* **REQUIREMENT**: Set down every entry once more, character for character.

* **EXTRACTED ENTRIES**:
*-*-*
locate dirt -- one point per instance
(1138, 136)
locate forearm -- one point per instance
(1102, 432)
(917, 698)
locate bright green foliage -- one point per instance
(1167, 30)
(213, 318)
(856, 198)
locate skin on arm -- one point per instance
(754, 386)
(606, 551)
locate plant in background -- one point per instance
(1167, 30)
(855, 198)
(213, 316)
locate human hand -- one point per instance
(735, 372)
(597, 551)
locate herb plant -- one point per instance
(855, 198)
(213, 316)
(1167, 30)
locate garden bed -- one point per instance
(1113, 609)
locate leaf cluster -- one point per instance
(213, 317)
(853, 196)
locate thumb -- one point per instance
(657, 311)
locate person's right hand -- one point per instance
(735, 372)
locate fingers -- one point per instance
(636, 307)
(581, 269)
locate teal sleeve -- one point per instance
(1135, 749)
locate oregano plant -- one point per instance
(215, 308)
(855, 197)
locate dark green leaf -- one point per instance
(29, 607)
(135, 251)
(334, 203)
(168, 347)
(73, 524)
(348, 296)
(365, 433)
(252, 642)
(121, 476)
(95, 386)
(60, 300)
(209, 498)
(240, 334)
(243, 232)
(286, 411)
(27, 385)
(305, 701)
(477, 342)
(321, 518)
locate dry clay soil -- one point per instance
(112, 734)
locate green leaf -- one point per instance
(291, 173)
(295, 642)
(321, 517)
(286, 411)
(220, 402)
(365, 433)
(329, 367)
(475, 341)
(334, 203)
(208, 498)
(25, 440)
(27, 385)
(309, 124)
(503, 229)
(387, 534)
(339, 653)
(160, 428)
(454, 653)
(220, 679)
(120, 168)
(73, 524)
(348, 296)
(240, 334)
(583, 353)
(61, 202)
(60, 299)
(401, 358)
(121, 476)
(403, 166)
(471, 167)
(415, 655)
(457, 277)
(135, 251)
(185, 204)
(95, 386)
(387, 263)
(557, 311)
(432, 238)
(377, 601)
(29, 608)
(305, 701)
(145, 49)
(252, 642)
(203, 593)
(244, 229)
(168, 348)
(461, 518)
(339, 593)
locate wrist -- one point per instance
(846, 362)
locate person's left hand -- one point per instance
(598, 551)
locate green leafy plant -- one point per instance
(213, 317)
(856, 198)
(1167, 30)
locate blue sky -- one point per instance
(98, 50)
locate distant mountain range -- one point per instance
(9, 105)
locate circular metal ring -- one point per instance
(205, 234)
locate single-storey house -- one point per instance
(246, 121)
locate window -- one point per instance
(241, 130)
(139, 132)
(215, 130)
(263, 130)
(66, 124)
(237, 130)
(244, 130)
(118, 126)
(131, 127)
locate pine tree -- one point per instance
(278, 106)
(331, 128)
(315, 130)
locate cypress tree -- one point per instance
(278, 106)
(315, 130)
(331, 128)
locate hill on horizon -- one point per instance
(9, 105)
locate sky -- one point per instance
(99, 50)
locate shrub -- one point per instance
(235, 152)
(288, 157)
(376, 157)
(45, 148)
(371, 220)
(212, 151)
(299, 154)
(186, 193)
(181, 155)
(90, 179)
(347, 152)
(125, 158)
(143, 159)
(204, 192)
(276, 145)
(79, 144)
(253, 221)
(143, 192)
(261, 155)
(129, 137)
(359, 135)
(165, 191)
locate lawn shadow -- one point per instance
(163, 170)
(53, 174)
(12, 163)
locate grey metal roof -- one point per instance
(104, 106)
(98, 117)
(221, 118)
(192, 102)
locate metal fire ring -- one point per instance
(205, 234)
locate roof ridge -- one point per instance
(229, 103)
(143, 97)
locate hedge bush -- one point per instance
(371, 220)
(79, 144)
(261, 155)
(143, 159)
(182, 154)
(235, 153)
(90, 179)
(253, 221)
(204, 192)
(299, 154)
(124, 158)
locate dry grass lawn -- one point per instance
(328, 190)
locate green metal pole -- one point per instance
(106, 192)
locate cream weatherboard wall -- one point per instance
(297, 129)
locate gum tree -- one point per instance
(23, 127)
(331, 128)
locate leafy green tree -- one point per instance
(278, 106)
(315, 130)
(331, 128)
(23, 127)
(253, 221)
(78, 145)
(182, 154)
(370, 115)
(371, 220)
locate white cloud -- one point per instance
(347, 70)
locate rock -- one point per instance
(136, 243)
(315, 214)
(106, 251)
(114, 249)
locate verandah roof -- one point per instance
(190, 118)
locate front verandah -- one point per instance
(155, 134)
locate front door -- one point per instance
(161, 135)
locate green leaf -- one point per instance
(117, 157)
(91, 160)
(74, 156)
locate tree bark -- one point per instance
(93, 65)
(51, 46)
*-*-*
* **OUTPUT FOR THIS EXERCISE**:
locate dirt -- one point per instance
(1138, 136)
locate forearm -- one point per instance
(1102, 432)
(917, 698)
locate bright green foliage -- one point per instance
(1167, 30)
(213, 318)
(856, 198)
locate skin on arm -- one point per instance
(754, 386)
(606, 551)
locate plant in background -- one point per instance
(1167, 30)
(855, 198)
(213, 316)
locate human hand -- one point per instance
(735, 372)
(597, 551)
locate herb plant -- one point per instance
(855, 198)
(213, 316)
(1167, 30)
locate garden bed -- one point per instance
(1113, 609)
locate leaf cluster -- one point per instance
(213, 317)
(853, 196)
locate thumb -- one point per instance
(657, 311)
locate person's right hand -- one point per instance
(735, 372)
locate fingers -- one point per instance
(636, 307)
(581, 269)
locate teal sleeve -- one point per instance
(1135, 749)
locate oregano plant -- one point per instance
(215, 308)
(855, 197)
locate dark green leaf -- one point per instance
(29, 607)
(135, 251)
(334, 203)
(168, 347)
(73, 524)
(348, 296)
(365, 433)
(252, 642)
(121, 476)
(95, 386)
(60, 300)
(209, 498)
(240, 334)
(243, 232)
(286, 411)
(27, 385)
(305, 701)
(477, 342)
(321, 518)
locate dry clay soil -- one point per instance
(112, 734)
locate green leaf -- one point per instance
(291, 173)
(295, 642)
(321, 517)
(286, 411)
(220, 402)
(365, 433)
(329, 367)
(475, 341)
(334, 203)
(208, 498)
(25, 440)
(27, 385)
(309, 124)
(503, 229)
(387, 534)
(339, 653)
(160, 428)
(454, 653)
(220, 679)
(120, 168)
(73, 524)
(348, 296)
(240, 334)
(583, 353)
(61, 202)
(60, 299)
(401, 358)
(121, 476)
(403, 166)
(471, 167)
(415, 655)
(457, 277)
(135, 251)
(185, 204)
(95, 386)
(387, 263)
(557, 311)
(432, 238)
(377, 601)
(29, 608)
(305, 701)
(145, 49)
(252, 642)
(203, 593)
(244, 229)
(168, 348)
(461, 518)
(339, 593)
locate wrist -- one point per instance
(846, 362)
locate person's left hand -- one point per instance
(598, 551)
locate green leafy plant -- one point per instance
(213, 317)
(856, 198)
(1167, 30)
locate blue sky -- one point per instance
(98, 50)
locate distant mountain range -- one point per instance
(9, 105)
locate circular metal ring -- one point per instance
(205, 234)
locate single-storey house -- one point per instance
(246, 121)
locate window -- one point per instance
(241, 130)
(139, 132)
(215, 130)
(263, 130)
(66, 124)
(237, 130)
(244, 130)
(118, 126)
(131, 127)
locate pine tree -- one point per instance
(278, 106)
(331, 128)
(315, 130)
locate cypress tree -- one point per instance
(278, 106)
(315, 130)
(331, 128)
locate hill on horizon -- one point per instance
(9, 105)
locate sky -- one point per instance
(99, 50)
locate shrub -- one point per instance
(235, 152)
(288, 157)
(376, 157)
(45, 148)
(371, 220)
(212, 151)
(299, 154)
(186, 193)
(181, 155)
(90, 179)
(347, 152)
(125, 158)
(143, 159)
(204, 192)
(276, 145)
(79, 144)
(253, 221)
(143, 192)
(261, 155)
(129, 137)
(359, 135)
(165, 191)
locate lawn shadow -- one point per instance
(163, 170)
(53, 174)
(12, 163)
locate grey metal roof -- one point per instance
(104, 106)
(98, 117)
(221, 118)
(192, 102)
locate metal fire ring -- one point per instance
(205, 234)
locate roof ridge -- one point per instance
(229, 103)
(143, 97)
locate hedge bush -- one point per instance
(371, 220)
(79, 144)
(261, 155)
(143, 159)
(182, 154)
(235, 153)
(90, 179)
(253, 221)
(204, 192)
(299, 154)
(124, 158)
locate dry grass lawn -- one point per instance
(328, 190)
locate green metal pole -- one point per instance
(106, 192)
locate cream weatherboard wall -- one point per instance
(297, 129)
locate gum tree -- one point per instance
(23, 127)
(331, 128)
locate leafy green tree -- one point per instance
(278, 106)
(315, 130)
(331, 128)
(23, 127)
(253, 221)
(78, 145)
(182, 154)
(370, 115)
(371, 220)
locate white cloud -- one point per instance
(347, 70)
locate rock -- one point per instance
(136, 243)
(315, 214)
(106, 251)
(114, 249)
locate verandah roof -- one point per instance
(190, 118)
locate front verandah -- one point per instance
(155, 134)
locate front door -- one point per instance
(161, 135)
locate green leaf -- one point per instance
(117, 157)
(91, 160)
(74, 156)
locate tree bark -- one point per instance
(93, 65)
(51, 46)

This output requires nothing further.